=== Short exercise ===
Render every entry verbatim.

=== Data for processing ===
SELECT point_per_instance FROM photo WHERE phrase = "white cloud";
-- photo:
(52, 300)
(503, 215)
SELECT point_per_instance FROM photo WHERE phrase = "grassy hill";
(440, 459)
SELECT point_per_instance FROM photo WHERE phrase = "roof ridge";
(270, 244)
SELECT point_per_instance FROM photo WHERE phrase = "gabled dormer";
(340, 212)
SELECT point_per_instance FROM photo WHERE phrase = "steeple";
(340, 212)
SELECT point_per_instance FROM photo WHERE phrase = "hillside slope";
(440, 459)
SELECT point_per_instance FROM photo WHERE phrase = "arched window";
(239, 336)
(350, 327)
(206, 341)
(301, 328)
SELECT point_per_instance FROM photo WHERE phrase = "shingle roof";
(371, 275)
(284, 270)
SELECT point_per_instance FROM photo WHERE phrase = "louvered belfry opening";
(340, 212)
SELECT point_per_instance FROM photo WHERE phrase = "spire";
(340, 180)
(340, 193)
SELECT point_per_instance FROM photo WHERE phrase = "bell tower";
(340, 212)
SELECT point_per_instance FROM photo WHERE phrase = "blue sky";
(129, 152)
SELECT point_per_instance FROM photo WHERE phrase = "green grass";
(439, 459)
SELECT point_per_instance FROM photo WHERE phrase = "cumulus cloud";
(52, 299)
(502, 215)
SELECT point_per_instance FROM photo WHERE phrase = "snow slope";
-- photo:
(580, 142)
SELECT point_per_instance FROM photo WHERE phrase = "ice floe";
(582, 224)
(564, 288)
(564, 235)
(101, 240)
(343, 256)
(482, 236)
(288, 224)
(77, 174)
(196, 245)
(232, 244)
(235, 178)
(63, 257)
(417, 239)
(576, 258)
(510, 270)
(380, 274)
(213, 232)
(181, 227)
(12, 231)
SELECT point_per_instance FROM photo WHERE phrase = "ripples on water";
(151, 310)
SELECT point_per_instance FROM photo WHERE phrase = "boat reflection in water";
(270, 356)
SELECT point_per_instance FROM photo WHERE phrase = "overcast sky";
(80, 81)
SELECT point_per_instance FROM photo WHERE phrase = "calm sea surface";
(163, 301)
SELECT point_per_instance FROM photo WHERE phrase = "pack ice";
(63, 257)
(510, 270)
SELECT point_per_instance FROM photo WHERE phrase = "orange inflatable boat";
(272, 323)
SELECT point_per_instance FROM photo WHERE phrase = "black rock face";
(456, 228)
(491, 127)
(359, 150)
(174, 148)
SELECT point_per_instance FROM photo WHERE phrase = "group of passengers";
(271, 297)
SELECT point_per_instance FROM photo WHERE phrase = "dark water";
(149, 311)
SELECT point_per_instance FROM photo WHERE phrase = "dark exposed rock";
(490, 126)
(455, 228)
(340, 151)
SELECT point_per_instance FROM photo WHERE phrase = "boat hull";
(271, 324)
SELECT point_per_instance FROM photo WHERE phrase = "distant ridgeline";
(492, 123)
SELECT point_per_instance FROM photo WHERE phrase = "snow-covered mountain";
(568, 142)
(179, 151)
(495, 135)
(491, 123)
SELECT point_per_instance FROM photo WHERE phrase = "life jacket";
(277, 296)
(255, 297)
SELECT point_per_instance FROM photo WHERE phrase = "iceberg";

=== Worked answer ===
SELECT point_per_instance FROM photo WHERE phrase = "white cloud";
-- photo:
(52, 300)
(503, 215)
SELECT point_per_instance FROM photo WHERE phrase = "grassy hill";
(440, 459)
SELECT point_per_instance FROM photo WHERE phrase = "roof ridge";
(270, 244)
SELECT point_per_instance FROM photo WHERE phrase = "gabled dormer";
(340, 212)
SELECT point_per_instance FROM photo WHERE phrase = "steeple";
(340, 212)
SELECT point_per_instance FROM photo WHERE phrase = "hillside slope";
(440, 459)
SELECT point_per_instance FROM photo WHERE phrase = "arched window";
(239, 336)
(350, 327)
(206, 341)
(301, 328)
SELECT point_per_instance FROM photo WHERE phrase = "shingle roof";
(371, 275)
(284, 270)
SELECT point_per_instance FROM photo WHERE phrase = "louvered belfry opening";
(340, 212)
SELECT point_per_instance FROM photo WHERE phrase = "spire";
(340, 180)
(340, 193)
SELECT point_per_instance FROM photo WHERE phrase = "bell tower";
(340, 212)
SELECT point_per_instance FROM photo WHERE phrase = "blue sky";
(129, 152)
SELECT point_per_instance FROM photo WHERE phrase = "green grass";
(439, 459)
SELECT point_per_instance FROM photo WHERE phrase = "cumulus cloud";
(52, 299)
(502, 215)
SELECT point_per_instance FROM photo WHERE phrase = "snow slope";
-- photo:
(580, 142)
SELECT point_per_instance FROM photo WHERE phrase = "ice floe";
(582, 224)
(564, 288)
(564, 235)
(101, 240)
(343, 256)
(482, 236)
(288, 224)
(77, 174)
(196, 245)
(232, 244)
(235, 178)
(63, 257)
(417, 239)
(576, 258)
(510, 270)
(380, 274)
(213, 232)
(181, 227)
(12, 231)
SELECT point_per_instance FROM photo WHERE phrase = "ripples on water";
(151, 310)
SELECT point_per_instance FROM photo WHERE phrase = "boat reflection in water";
(270, 356)
SELECT point_per_instance FROM photo WHERE phrase = "overcast sky";
(80, 81)
SELECT point_per_instance FROM photo WHERE phrase = "calm sea surface";
(163, 301)
SELECT point_per_instance FROM photo WHERE phrase = "pack ice";
(63, 257)
(510, 270)
SELECT point_per_instance FROM photo WHERE phrase = "orange inflatable boat";
(272, 323)
SELECT point_per_instance FROM photo WHERE phrase = "black rock face";
(456, 228)
(491, 127)
(359, 150)
(174, 148)
SELECT point_per_instance FROM photo WHERE phrase = "group of passengers";
(271, 297)
SELECT point_per_instance FROM photo WHERE phrase = "dark water";
(149, 311)
SELECT point_per_instance FROM photo WHERE phrase = "dark exposed rock";
(490, 126)
(455, 228)
(340, 151)
SELECT point_per_instance FROM photo WHERE phrase = "boat hull";
(271, 324)
SELECT point_per_instance FROM photo WHERE phrase = "distant ridgeline";
(492, 123)
SELECT point_per_instance FROM photo WHERE phrase = "snow-covered mountain";
(568, 142)
(179, 151)
(495, 135)
(491, 123)
SELECT point_per_instance FROM photo WHERE phrase = "life jacket";
(277, 296)
(255, 297)
SELECT point_per_instance FROM photo WHERE phrase = "iceberg";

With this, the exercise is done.